§ **PROBLEM DESCRIPTION**: Without the pictures, reproduce the entries below exactly.

*** TASK INPUTS Section Begins ***

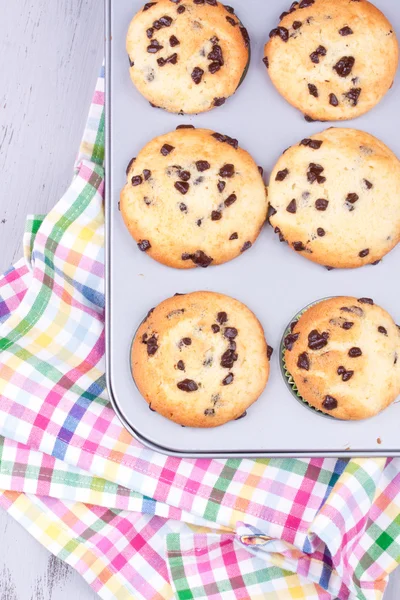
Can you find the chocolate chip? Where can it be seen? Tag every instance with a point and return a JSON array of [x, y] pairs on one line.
[[344, 66], [182, 187], [230, 200], [314, 173], [314, 144], [152, 345], [222, 318], [173, 41], [227, 171], [216, 54], [330, 403], [144, 245], [353, 96], [166, 149], [228, 359], [292, 207], [316, 340], [154, 47], [230, 332], [128, 168], [137, 180], [303, 361], [173, 59], [221, 186], [290, 340], [242, 416], [355, 352], [184, 175], [281, 175], [321, 204], [282, 32], [333, 100], [320, 51], [299, 246], [214, 67], [346, 31], [366, 301], [199, 258], [246, 246], [197, 75], [245, 36], [313, 90], [352, 198], [228, 379], [226, 139], [202, 165], [187, 385]]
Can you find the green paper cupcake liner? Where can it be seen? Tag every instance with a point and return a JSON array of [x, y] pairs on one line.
[[291, 384]]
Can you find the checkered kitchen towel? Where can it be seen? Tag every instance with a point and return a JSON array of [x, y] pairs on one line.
[[137, 524]]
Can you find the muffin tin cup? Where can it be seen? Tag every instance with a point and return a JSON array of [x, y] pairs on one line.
[[288, 379]]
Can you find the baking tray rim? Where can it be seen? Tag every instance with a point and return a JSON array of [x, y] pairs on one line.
[[107, 250]]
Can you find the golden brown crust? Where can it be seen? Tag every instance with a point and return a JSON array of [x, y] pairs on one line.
[[207, 224], [360, 180], [193, 47], [184, 342], [366, 383], [328, 32]]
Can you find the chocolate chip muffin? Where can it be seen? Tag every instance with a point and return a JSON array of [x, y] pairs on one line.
[[344, 356], [335, 198], [187, 56], [200, 359], [333, 60], [194, 198]]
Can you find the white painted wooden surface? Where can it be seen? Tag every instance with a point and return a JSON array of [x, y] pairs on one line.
[[50, 53]]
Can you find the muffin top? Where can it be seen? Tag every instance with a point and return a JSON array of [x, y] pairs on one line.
[[344, 356], [194, 198], [200, 359], [335, 198], [187, 56], [332, 60]]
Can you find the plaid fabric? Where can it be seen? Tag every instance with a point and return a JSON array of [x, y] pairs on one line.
[[134, 523]]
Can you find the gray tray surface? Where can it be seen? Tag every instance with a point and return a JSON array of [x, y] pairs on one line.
[[270, 278]]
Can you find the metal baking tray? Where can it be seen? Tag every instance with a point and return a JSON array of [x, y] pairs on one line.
[[271, 279]]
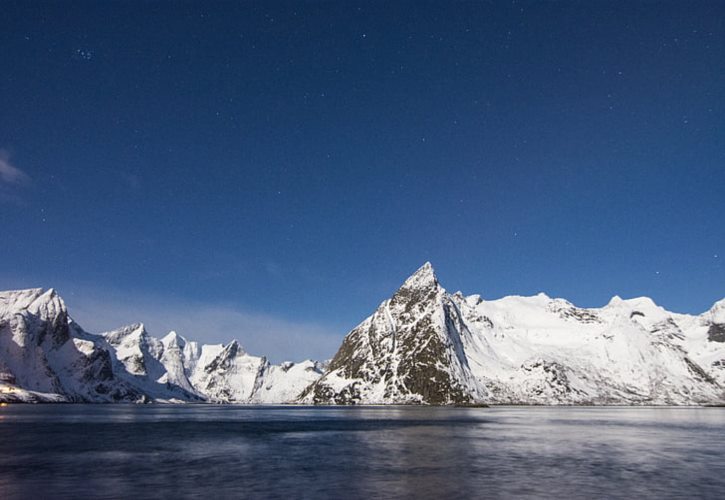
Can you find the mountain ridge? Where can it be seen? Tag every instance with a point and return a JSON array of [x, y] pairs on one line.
[[423, 345]]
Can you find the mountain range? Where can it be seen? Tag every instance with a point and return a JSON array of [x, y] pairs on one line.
[[423, 345]]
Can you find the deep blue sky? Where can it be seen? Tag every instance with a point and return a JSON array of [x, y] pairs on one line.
[[296, 161]]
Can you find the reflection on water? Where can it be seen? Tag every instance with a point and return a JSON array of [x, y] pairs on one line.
[[128, 451]]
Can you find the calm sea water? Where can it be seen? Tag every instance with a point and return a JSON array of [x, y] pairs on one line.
[[132, 452]]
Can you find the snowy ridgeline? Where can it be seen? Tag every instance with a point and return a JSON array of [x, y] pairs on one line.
[[421, 346]]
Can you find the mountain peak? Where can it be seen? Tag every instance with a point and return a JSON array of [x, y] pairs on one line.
[[424, 277]]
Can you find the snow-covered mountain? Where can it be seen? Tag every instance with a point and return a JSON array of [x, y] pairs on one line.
[[424, 345], [45, 356]]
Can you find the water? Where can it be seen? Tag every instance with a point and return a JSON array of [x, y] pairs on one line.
[[128, 451]]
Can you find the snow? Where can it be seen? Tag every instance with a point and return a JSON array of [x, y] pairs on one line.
[[535, 349], [423, 345]]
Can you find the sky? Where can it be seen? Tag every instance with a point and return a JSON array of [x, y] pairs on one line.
[[273, 171]]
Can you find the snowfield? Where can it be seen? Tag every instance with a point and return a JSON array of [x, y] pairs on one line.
[[421, 346]]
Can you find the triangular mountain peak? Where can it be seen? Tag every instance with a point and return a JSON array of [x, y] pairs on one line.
[[424, 277]]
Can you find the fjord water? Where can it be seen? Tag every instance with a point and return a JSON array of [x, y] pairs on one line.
[[137, 451]]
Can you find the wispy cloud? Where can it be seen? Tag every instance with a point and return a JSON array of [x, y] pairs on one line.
[[11, 180], [9, 173], [279, 339]]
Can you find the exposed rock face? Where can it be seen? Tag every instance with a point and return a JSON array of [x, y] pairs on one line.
[[424, 345], [408, 351], [45, 356], [421, 346]]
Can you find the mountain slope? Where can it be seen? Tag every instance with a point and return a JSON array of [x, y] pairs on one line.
[[425, 345], [45, 356]]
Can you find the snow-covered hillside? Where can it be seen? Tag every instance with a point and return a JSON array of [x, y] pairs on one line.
[[45, 356], [421, 346], [425, 345]]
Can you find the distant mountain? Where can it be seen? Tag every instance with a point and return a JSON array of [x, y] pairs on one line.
[[45, 356], [421, 346], [424, 345]]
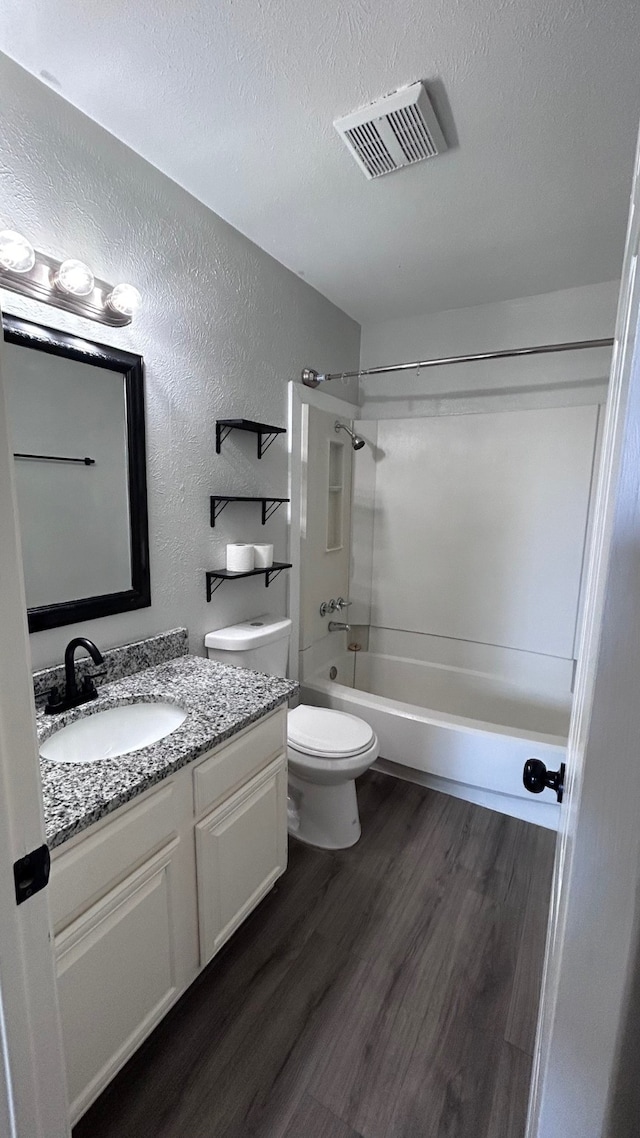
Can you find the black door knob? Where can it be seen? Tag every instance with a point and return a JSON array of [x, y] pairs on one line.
[[536, 777]]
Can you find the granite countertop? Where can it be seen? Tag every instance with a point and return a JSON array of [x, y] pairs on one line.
[[220, 701]]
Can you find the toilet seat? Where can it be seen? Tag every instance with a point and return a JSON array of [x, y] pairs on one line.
[[323, 733]]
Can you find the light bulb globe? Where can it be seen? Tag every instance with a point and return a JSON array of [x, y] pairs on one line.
[[75, 278], [17, 255], [125, 299]]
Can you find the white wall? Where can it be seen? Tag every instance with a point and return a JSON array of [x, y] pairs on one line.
[[575, 377], [222, 329]]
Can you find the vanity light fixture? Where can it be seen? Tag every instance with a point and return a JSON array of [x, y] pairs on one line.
[[67, 283]]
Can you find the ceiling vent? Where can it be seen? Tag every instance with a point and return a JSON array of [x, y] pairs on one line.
[[393, 132]]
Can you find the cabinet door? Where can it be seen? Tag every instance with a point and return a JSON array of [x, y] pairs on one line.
[[240, 850], [116, 976]]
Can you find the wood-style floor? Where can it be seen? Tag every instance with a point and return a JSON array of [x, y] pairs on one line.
[[384, 991]]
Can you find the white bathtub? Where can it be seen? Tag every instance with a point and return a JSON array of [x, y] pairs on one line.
[[460, 732]]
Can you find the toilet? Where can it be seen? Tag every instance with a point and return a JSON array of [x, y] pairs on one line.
[[327, 750]]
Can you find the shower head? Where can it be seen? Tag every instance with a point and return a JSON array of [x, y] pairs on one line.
[[355, 440]]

*** TASK INPUTS Section Ends ***

§ **ANSWER FOR THIS EXERCISE**:
Can you find the chocolate chip? Where can it be seen? Tag every instance with a point and return a JSON array of [x, y] pairs on one line.
[[344, 66], [182, 187], [230, 200], [314, 173], [314, 144], [152, 345], [222, 318], [173, 41], [227, 171], [216, 54], [330, 403], [144, 245], [353, 96], [166, 149], [228, 359], [292, 207], [316, 340], [154, 47], [230, 332], [128, 168], [137, 180], [303, 361], [173, 59], [221, 186], [290, 340], [242, 416], [355, 352], [184, 175], [281, 175], [321, 204], [282, 32], [333, 100], [320, 51], [299, 246], [214, 67], [346, 31], [366, 301], [199, 258], [246, 246], [197, 75], [245, 36], [313, 90], [352, 198], [228, 379], [226, 139], [202, 165], [187, 385]]
Can you find the green paper cupcake liner? Where can it be seen? Tag every instance with a point and return a JSON array of [x, y] pairs on one line.
[[291, 384]]
Can you find the checkered kitchen towel? Where can it be seen? Tag every instance with a point and return a JSON array of [x, y] pairs on one line.
[[137, 524]]
Can you find the muffin tin cup? Where can it be seen? Tag every instance with a point and return a JSON array of [x, y] pairs on one line.
[[288, 379]]
Can you find the baking tray rim? Where can it be seen? Tag every instance with a point and return a JSON array of [x, y] pairs on one line.
[[107, 250]]
Can you find the golden brown crust? Where can it be seen? Tag every instance with a point and return a JSON array of [x, y] pairs on one line.
[[207, 224], [360, 180], [193, 47], [184, 342], [366, 383], [328, 32]]
Can you find the chocolate chip muffin? Where can it be seen? Tag every instance with a point and return a JSON array of [x, y] pairs on one line.
[[344, 356], [335, 198], [187, 56], [200, 359], [333, 60], [194, 198]]
Can you find the white painted wooden surface? Where can it be seen? Tag every instance with a point and return a JSON array of [x, y] pairs on one line.
[[50, 53]]
Can you find the muffin top? Where can it be seen? Tag every instance with a point and return a JSON array of [x, y] pairs on one line.
[[344, 356], [194, 198], [200, 359], [335, 198], [187, 56], [332, 60]]
Can you find the plaid fabric? Where can it be seen? Tag every instance with a point and return a JSON array of [x, y] pairs on one line.
[[134, 523]]
Can you find the gray tray surface? Where can it be seen? Tag every instance with a point and return a JSON array of [x, y] pairs on one line.
[[270, 278]]
Can you find the metal baking tray? Where can it be seen? Tag every instance with a point and return a JSON array of [x, y] pairs on one line.
[[271, 279]]
Can you find the mountain ridge? Where can it be seen? Tag every instance with a point and return a JSON array of [x, y] pairs on one line.
[[423, 345]]
Can you find the mountain range? Where can it be seen? Tag every instance with a point and return a JSON array of [x, y] pairs on one line.
[[423, 345]]
Can you find the deep blue sky? Where can it be seen? Tag every instance with a point and return a JSON array of [x, y] pairs on one line.
[[296, 161]]
Can you find the reflection on water? Where can it be seen? Tag every instance with a point and return a JSON array of [x, y] pairs on one line.
[[128, 451]]
Can you find the calm sea water? Where can it be seen? Tag every instance with a point and return a JSON array of [x, y] pairs on one line.
[[132, 452]]
Can you find the snowy ridgeline? Where can it be seen? Tag every instance with a point and return a JSON array of [x, y] pairs on one line.
[[421, 346]]
Can you find the mountain peak? Where can it be seen? Tag every instance with a point and return a JSON array of [x, y] pairs on one line.
[[424, 277]]
Can you find the snow-covered mountain? Where can it be seen? Tag every instance with a point and return a JSON array of [x, y] pairs on one line.
[[424, 345], [45, 356]]
Can you find the water? Where can it be seen? Tag every instance with a point and return a JSON array of [x, y] pairs on one line.
[[128, 451]]
Can you find the snow? Where can it be seen? Tag every instance with a point and return a JSON array of [x, y] pairs on one line.
[[535, 349], [423, 345]]
Can you find the sky? Where can it be seen? Tag every instance with a point and return a JSON array of [x, y] pairs on one line.
[[273, 171]]
Can you find the snowfield? Where can it be seen? Tag every instance with a point and return a JSON array of [x, y] pairs on one line.
[[421, 346]]
Can you find the triangular mountain peak? Where can it be seen? Tag every instance with a point and return a JSON array of [x, y] pairs on one line.
[[424, 277]]
Can you find the fjord water? Where can it be seen? Tag every instance with a point and return a JSON array of [x, y] pairs on one line.
[[137, 451]]
Can you find the wispy cloud? Where can it be seen? Tag every instance with a point and return a JSON array of [x, y] pairs on one line.
[[11, 180], [9, 173], [279, 339]]
Can you find the exposed rock face? Where can it be seen? Tag every instance with a point and return a JSON array of [x, y] pairs on one line.
[[424, 345], [408, 351], [45, 356], [421, 346]]
Can you find the mountain slope? Where can it be seen? Tag every instance with a point and return a JSON array of [x, y] pairs on one line.
[[425, 345], [45, 356]]
Can you find the snow-covered hillside? Where can it be seen? Tag every instance with a point and return a JSON array of [x, y] pairs on one line.
[[45, 356], [421, 346], [425, 345]]
Can you find the distant mountain? Where can it be seen? Tag every instance with a point and return a JSON array of [x, y] pairs on one line.
[[45, 356], [421, 346], [424, 345]]
Can you find the black door knob? Where can it be seen? Tag every instance with a point and return a JSON array of [x, y] pairs on one line.
[[536, 777]]
Can you find the granite countertop? Where can it be seen? Tag every instance with a point and return a JSON array of [x, y] pairs on one line.
[[220, 701]]
Can you find the toilet seat? Where can it be seen? Tag every instance with a point and return a JSON array of [x, y] pairs on one line.
[[323, 733]]
Can you find the light bulb globe? Where can it be seen? Tag every instance with a point and return a JSON array of [x, y] pairs on one line.
[[75, 278], [17, 255], [125, 299]]
Can you find the white wall? Where can it be seen? Tag every instance with a point and return a JSON array of [x, y] pairs on one line.
[[575, 377], [222, 329]]
Can you find the vanity light fixture? Where can it be seen? Tag every instance with a point and return a JSON array of [x, y] pairs on one line.
[[67, 283]]
Can you find the ceiling vent? Where can it be seen? Tag every instance with a point and return a JSON array of [x, y] pairs on one line.
[[393, 132]]
Can you find the cabinet door? Where can it be seen? Tag every instance with a point and return a JSON array of [x, y] pairs on one line.
[[240, 850], [116, 976]]
Can you find the wood-style floor? Where can it be seen? Tag every instance with a point and return a JSON array of [x, y] pairs on one line.
[[384, 991]]
Can you find the white bathtub? Where can it be seen? Tag every instance with a point and return a JSON array of [x, y] pairs on one line.
[[460, 732]]
Can you find the toilet? Where can it be seen? Tag every instance with a point and return a JSON array of [x, y] pairs on one line.
[[327, 750]]
Can you find the shower head? Where can it be seen? Tag every instance with a point and return a JSON array of [x, y] pairs on one line.
[[355, 440]]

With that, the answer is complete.